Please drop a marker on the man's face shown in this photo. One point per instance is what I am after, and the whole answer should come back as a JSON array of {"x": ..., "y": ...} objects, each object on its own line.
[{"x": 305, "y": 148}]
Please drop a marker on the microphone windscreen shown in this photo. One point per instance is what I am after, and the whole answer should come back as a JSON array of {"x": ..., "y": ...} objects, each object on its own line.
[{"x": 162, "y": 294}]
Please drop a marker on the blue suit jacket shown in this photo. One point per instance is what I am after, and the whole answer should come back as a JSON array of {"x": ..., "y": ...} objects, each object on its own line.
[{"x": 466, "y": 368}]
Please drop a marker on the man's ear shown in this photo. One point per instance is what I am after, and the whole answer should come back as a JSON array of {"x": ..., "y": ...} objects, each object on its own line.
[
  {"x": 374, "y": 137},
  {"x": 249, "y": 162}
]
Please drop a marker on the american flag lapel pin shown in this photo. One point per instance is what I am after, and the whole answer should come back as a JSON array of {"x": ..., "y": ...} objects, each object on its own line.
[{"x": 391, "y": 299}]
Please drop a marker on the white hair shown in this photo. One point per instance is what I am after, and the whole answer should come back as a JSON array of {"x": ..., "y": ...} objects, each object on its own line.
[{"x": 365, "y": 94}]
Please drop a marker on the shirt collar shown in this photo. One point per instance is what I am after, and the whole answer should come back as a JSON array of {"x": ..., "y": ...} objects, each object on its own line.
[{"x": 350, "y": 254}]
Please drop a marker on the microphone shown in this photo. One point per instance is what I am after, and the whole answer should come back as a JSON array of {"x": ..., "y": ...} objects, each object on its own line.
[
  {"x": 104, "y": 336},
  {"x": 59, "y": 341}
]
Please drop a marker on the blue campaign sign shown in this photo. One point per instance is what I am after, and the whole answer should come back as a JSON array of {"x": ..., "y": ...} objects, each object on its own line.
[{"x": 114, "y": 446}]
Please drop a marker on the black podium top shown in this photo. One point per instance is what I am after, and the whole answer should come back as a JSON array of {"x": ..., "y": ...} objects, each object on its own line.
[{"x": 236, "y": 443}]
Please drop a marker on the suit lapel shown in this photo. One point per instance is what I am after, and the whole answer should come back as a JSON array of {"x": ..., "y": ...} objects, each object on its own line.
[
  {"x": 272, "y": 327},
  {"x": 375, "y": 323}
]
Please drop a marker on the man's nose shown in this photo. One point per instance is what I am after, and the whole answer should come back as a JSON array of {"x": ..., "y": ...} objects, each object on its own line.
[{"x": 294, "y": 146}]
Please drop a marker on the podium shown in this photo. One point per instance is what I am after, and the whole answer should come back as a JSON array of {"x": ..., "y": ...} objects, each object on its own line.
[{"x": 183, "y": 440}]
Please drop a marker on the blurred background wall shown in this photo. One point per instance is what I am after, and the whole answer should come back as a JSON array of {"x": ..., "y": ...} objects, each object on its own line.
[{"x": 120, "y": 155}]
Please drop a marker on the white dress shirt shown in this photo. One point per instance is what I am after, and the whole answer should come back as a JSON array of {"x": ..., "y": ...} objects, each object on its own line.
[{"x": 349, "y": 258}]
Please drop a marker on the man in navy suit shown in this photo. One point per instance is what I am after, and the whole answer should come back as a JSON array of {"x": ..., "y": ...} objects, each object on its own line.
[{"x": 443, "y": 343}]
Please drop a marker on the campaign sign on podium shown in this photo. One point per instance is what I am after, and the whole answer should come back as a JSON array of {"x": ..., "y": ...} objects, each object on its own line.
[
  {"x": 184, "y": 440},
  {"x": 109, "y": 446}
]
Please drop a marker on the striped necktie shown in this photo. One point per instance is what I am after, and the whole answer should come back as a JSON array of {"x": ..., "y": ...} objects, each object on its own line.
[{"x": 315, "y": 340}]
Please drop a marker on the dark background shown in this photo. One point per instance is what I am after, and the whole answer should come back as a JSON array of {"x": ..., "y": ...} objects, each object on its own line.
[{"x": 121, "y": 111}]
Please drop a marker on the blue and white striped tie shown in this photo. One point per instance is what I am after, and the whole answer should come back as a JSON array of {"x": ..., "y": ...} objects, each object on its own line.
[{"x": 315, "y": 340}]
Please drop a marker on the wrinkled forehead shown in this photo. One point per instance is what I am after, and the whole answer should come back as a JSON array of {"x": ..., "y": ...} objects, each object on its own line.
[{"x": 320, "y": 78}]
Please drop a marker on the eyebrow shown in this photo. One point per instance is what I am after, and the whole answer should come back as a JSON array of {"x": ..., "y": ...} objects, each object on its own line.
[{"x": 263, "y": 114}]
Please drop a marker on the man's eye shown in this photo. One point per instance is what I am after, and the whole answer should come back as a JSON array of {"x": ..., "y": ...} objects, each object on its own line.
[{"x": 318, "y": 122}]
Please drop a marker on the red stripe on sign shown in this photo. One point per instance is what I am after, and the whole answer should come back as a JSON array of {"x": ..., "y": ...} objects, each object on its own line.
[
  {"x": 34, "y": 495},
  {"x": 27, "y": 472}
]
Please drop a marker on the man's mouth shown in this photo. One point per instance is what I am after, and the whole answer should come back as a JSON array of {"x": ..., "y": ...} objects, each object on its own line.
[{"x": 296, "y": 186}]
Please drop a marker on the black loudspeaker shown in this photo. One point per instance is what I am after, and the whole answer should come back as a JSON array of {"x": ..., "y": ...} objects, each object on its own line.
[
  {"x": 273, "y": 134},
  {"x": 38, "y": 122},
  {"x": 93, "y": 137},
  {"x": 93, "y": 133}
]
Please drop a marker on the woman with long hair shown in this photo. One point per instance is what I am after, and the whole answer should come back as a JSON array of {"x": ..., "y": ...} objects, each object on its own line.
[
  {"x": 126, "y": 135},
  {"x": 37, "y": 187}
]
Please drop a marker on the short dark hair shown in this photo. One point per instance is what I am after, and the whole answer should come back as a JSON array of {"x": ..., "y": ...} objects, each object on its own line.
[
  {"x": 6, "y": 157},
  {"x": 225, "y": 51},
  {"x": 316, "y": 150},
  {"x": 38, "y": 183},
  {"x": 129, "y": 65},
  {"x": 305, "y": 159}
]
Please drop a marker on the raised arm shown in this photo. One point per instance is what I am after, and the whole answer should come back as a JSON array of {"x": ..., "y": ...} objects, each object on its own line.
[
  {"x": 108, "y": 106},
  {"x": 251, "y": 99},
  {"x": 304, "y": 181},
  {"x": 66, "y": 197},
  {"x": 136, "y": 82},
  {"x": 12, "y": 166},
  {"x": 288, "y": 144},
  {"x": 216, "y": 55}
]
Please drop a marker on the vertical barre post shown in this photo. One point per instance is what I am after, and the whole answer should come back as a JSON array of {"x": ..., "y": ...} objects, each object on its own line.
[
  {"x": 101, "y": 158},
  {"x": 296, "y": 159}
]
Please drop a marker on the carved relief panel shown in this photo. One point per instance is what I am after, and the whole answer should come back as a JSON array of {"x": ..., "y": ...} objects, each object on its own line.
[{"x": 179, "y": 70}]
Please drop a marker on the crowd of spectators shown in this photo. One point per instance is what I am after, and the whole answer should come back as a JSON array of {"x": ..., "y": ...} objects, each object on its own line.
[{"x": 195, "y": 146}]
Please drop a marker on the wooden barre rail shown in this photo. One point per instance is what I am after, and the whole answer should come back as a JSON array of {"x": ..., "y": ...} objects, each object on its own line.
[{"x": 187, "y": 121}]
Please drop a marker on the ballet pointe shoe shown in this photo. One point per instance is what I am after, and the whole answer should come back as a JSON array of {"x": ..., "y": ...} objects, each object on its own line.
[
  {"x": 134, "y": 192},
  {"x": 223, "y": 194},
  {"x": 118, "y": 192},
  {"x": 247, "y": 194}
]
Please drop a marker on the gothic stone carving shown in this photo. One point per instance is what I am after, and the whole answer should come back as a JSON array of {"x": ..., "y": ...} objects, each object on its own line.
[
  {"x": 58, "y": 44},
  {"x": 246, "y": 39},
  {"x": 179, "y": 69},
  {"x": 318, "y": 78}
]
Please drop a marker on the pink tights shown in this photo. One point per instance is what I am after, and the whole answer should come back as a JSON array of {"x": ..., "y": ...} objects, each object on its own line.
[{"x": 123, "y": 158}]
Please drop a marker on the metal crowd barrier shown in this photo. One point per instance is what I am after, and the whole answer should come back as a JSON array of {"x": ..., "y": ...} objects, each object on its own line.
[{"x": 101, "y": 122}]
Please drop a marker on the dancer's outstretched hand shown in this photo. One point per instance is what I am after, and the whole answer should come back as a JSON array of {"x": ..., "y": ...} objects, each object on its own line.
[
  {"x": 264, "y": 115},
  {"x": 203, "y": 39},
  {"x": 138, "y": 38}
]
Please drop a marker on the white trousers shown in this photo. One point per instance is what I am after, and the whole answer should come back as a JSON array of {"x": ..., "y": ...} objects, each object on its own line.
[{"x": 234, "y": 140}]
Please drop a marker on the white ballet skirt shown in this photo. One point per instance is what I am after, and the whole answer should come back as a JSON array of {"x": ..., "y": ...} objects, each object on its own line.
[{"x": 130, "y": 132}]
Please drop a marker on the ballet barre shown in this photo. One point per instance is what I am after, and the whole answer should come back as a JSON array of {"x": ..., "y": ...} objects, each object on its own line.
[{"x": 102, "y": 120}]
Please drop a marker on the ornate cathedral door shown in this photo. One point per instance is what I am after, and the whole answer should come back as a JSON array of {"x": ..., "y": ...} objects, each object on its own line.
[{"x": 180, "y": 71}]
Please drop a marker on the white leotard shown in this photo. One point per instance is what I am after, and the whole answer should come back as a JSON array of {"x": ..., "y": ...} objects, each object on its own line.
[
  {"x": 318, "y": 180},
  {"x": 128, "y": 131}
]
----------------------------------------
Work order
Your output should start at the line containing "Please drop a marker on the dancer's" and stop at the last line of the material, copied exactly, with nothing else.

Answer box
Please drop a marker on the dancer's outstretched hand shown in this photo. One point per instance is what I am after, and the whole answer should come back as a JSON array of {"x": ..., "y": ...} objects, each object on its own line.
[
  {"x": 264, "y": 115},
  {"x": 203, "y": 39},
  {"x": 138, "y": 38}
]
Please drop a marker on the white trousers shown in this photo. One point per instance is what I am after, and the whole answer should come back as a JSON array of {"x": ..., "y": ...} objects, each object on its own line.
[{"x": 234, "y": 140}]
Please drop a marker on the white ballet skirt shown in this photo. One point per instance is what I am after, and the whole answer should come back as a JSON array of {"x": ..., "y": ...} objects, each object on its own line.
[{"x": 130, "y": 132}]
Please drop a marker on the ballet barre shown in this photo. One point per instance is what I am after, and the whole answer should come back as a JSON array of {"x": ..., "y": ...} objects, each object on its own line.
[{"x": 102, "y": 120}]
Please drop a marker on the ornate cathedral door shown in this photo. One point per instance is what I am after, and the whole answer should come back as a JSON array of {"x": ..., "y": ...} objects, each object on its own line.
[{"x": 180, "y": 71}]
Please drop a marker on the white leotard shown in this photo. One point per instance is what I am after, and the whole answer should come back as a JSON array of {"x": ..., "y": ...} objects, each object on its own line.
[
  {"x": 318, "y": 180},
  {"x": 128, "y": 131}
]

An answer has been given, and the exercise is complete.